Problem description:
Put each of the lines below into a Markdown table with the columns "Row" and "Line", numbering the rows and skipping any blank lines. Leave the pictures out of the table.

Data extract:
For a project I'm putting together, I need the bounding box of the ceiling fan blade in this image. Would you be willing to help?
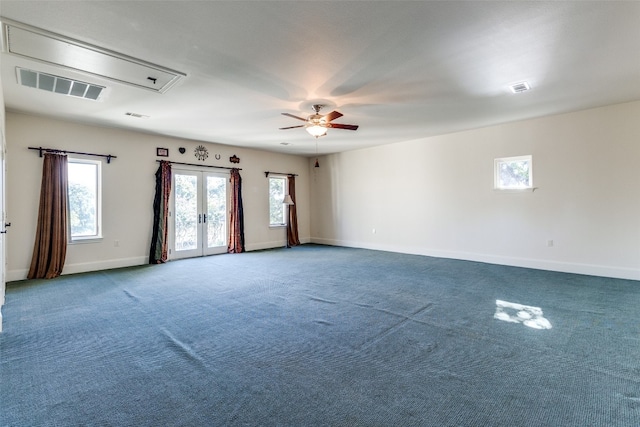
[324,111,342,122]
[281,113,307,122]
[327,123,358,130]
[280,125,306,130]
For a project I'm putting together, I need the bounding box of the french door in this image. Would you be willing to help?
[171,169,229,259]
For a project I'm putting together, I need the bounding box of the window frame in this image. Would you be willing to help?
[493,154,534,192]
[267,175,289,228]
[67,157,103,244]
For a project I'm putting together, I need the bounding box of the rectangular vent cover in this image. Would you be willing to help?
[2,19,185,93]
[16,67,105,101]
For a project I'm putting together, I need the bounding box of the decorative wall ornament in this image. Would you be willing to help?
[194,145,209,161]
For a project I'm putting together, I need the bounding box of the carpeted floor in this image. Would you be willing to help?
[0,245,640,427]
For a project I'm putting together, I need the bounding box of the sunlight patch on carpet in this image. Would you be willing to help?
[493,299,551,329]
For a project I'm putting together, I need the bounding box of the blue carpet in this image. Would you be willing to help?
[0,245,640,427]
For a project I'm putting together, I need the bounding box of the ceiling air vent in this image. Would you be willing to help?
[2,19,185,93]
[16,67,105,101]
[509,82,531,93]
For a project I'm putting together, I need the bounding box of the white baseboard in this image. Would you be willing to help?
[6,238,310,282]
[311,237,640,280]
[7,256,149,282]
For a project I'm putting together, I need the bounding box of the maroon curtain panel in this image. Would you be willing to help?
[227,168,245,254]
[27,153,68,279]
[287,176,300,246]
[149,160,171,264]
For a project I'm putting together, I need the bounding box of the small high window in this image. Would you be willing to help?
[494,156,533,190]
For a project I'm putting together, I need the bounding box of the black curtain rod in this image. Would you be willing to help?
[156,160,242,171]
[27,147,118,163]
[264,171,298,178]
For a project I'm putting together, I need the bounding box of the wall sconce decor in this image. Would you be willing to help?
[194,145,209,161]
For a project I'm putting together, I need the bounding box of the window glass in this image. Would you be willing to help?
[494,156,533,190]
[269,177,285,226]
[68,159,101,241]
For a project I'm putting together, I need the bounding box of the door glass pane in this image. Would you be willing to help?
[207,176,227,248]
[175,174,198,251]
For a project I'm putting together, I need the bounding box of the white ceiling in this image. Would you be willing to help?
[0,0,640,156]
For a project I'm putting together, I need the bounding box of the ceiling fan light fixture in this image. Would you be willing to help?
[305,125,327,138]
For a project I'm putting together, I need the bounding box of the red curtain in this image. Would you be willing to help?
[287,176,300,246]
[149,160,171,264]
[227,169,244,254]
[27,153,68,279]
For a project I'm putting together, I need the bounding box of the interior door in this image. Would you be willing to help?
[171,169,229,259]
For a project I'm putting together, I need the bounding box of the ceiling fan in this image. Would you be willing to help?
[280,104,358,138]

Task output:
| Row | Line |
|---|---|
| 1 | For a project I'm putting together, I need the bounding box of the ceiling fan blade in this image. Would you be willing to help? |
| 2 | [324,111,342,122] |
| 3 | [281,113,307,122] |
| 4 | [327,123,358,130] |
| 5 | [280,125,306,130] |
| 6 | For a project I'm putting together, I need the bounding box of the french door in this image. Would you be willing to help? |
| 7 | [171,169,229,259] |
| 8 | For a project I'm putting together, I need the bounding box of the window frame in this image. Would you be willing to help? |
| 9 | [493,154,534,192] |
| 10 | [267,175,289,228] |
| 11 | [67,157,103,244] |
| 12 | For a project I'm putting together, I need the bounding box of the rectangular vent cover in this image. Would you be willing to help? |
| 13 | [2,19,185,93] |
| 14 | [16,67,105,101] |
| 15 | For a project I'm putting together, I need the bounding box of the decorative wall ornament in this image. Would you be willing to help? |
| 16 | [194,145,209,161] |
| 17 | For a project I'm putting together, I need the bounding box of the carpeted floor in this image. Would you be willing to help? |
| 18 | [0,245,640,427] |
| 19 | For a project I'm putting together, I need the bounding box of the sunlight patch on carpet in this image. Would you be willing to help? |
| 20 | [493,299,551,329] |
| 21 | For a project I'm putting together, I need the bounding box of the blue carpet in this image. Would you be willing to help? |
| 22 | [0,245,640,427] |
| 23 | For a project I'm putting together, I need the bounding box of the ceiling air vent in this image. Would you be willing to help? |
| 24 | [2,19,185,93] |
| 25 | [16,67,105,101] |
| 26 | [509,82,531,93] |
| 27 | For a project I'm putting together, I need the bounding box of the white baseboard in this image. Would you be willing to help? |
| 28 | [6,238,310,282] |
| 29 | [311,237,640,280] |
| 30 | [7,256,149,282] |
| 31 | For a project I'm putting together, I need the bounding box of the maroon curtain panel in this image. Would you be willing to help? |
| 32 | [227,168,245,254] |
| 33 | [27,153,68,279] |
| 34 | [287,176,300,246] |
| 35 | [149,160,171,264] |
| 36 | For a project I'm putting together, I need the bounding box of the small high window in this image. Would you be willing to help? |
| 37 | [494,156,533,190] |
| 38 | For a project I'm putting together, I need the bounding box of the black curtain rod in this image. Would you be willing to help? |
| 39 | [156,160,242,171] |
| 40 | [27,147,118,163] |
| 41 | [264,171,298,178] |
| 42 | For a project I'm putting together, I need the bounding box of the wall sconce decor in this image. Would you be willing to help? |
| 43 | [194,145,209,161] |
| 44 | For a project I'm putting together, I need the bounding box of the window glass in this image. Would you be willing to help? |
| 45 | [494,156,533,190] |
| 46 | [269,177,285,226] |
| 47 | [68,159,101,241] |
| 48 | For a project I'm putting together, I need the bounding box of the door glass pane in this image. Would you be willing to help? |
| 49 | [207,176,227,248] |
| 50 | [175,174,198,251] |
| 51 | For a project I'm putting together, I need the bounding box of the white ceiling in this image. Would you be willing to help? |
| 52 | [0,0,640,156] |
| 53 | For a project I'm putting together, I need the bounding box of the ceiling fan light fixture in this image. Would you be willing to help? |
| 54 | [305,125,327,138] |
| 55 | For a project I'm putting together, I need the bounding box of the red curtain in this image. Would you be willing to help? |
| 56 | [287,176,300,246] |
| 57 | [149,160,171,264] |
| 58 | [227,169,244,254] |
| 59 | [27,153,68,279] |
| 60 | For a project I'm putting together, I need the bounding box of the interior door in this image. Would you be willing to help? |
| 61 | [171,169,229,259] |
| 62 | For a project I'm putting together, I need the bounding box of the ceiling fan in this image. Would you be willing to help? |
| 63 | [280,104,358,138] |